### TASK REQUIREMENTS
**1.** In the text on the WTO selection committee, copy word for word the part starting with "The committee's other" and going on through "Nairobi had argued.".
**2.** Translate this sentence from the text on the WTO selection committee into Spanish: "As a last resort in the absence of consensus, the selection committee must take recourse to voting under Article IX:1 of the WTO Agreement, Kenya had said."

### SELECTION
++++++++++
The selection committee chaired by Ambassador Fried "should keep building and embracing on the positive spirit emerging out of Bali to overcome ten years of stalemate in the Doha round," Kenya suggested.

The committee's other members then included WTO Director-General Roberto Azevedo, General Council chair Ambassador Shahid Bashir of Pakistan, chairman of the Goods Council Ambassador Pierre-Andre Dunbar from Haiti, chair for Services Council Ambassador Abdolazeez Al-Otaibi from Saudi Arabia, and chair for the TRIPS (trade-related aspects of intellectual property rights) Council Ambassador Alfredo Suescum from Panama.

As a last resort in the absence of consensus, the selection committee must take recourse to voting under Article IX:1 of the WTO Agreement, Kenya had said.

"Kenya views the current situation on appointment of an Appellate Body member to be very unique and voting ought to be adopted as a one-time only decision because of the very special reasons that apply in this instance," Nairobi had argued.
++++++++++
### RECORDED DATA

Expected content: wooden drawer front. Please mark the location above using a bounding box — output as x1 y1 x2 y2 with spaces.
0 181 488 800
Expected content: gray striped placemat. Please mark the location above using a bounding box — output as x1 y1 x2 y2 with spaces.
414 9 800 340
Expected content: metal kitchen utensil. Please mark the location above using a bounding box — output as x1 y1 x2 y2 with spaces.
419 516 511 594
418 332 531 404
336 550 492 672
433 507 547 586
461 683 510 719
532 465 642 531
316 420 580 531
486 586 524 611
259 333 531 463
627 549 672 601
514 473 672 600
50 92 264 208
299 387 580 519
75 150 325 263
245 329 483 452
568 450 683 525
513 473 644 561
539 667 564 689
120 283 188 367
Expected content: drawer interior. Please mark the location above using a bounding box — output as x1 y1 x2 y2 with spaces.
++++++++++
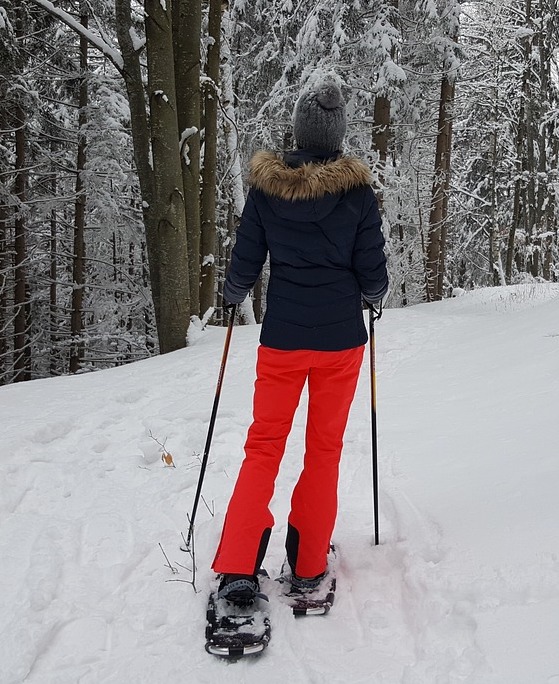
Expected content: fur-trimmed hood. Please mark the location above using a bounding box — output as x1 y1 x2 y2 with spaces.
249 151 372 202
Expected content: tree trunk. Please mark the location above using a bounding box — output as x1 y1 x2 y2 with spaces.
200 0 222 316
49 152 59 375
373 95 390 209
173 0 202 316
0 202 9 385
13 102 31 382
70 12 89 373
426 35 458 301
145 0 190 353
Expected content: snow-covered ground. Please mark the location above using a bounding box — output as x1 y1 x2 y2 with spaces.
++++++++++
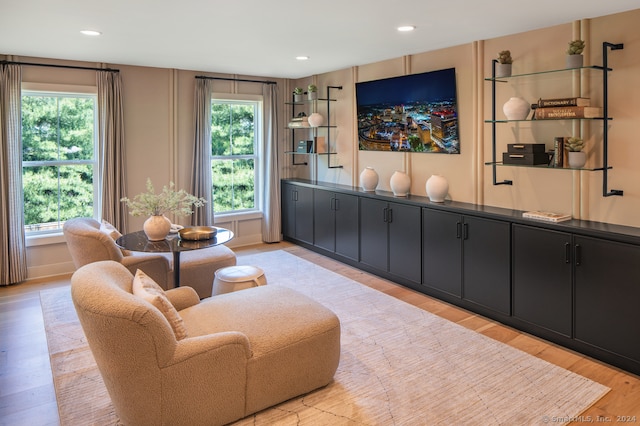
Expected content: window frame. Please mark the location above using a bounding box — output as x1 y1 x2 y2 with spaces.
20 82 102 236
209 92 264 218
++++++++++
### RESULTS FOR EACH TASK
**1.**
The committee's other members then included WTO Director-General Roberto Azevedo, General Council chair Ambassador Shahid Bashir of Pakistan, chairman of the Goods Council Ambassador Pierre-Andre Dunbar from Haiti, chair for Services Council Ambassador Abdolazeez Al-Otaibi from Saudi Arabia, and chair for the TRIPS (trade-related aspects of intellectual property rights) Council Ambassador Alfredo Suescum from Panama.

As a last resort in the absence of consensus, the selection committee must take recourse to voting under Article IX:1 of the WTO Agreement, Kenya had said.

"Kenya views the current situation on appointment of an Appellate Body member to be very unique and voting ought to be adopted as a one-time only decision because of the very special reasons that apply in this instance," Nairobi had argued.

**2.** Como último recurso, a falta de consenso, el comité de selección debe recurrir a la votación en virtud del artículo IX:1 del Acuerdo sobre la OMC, había dicho Kenia.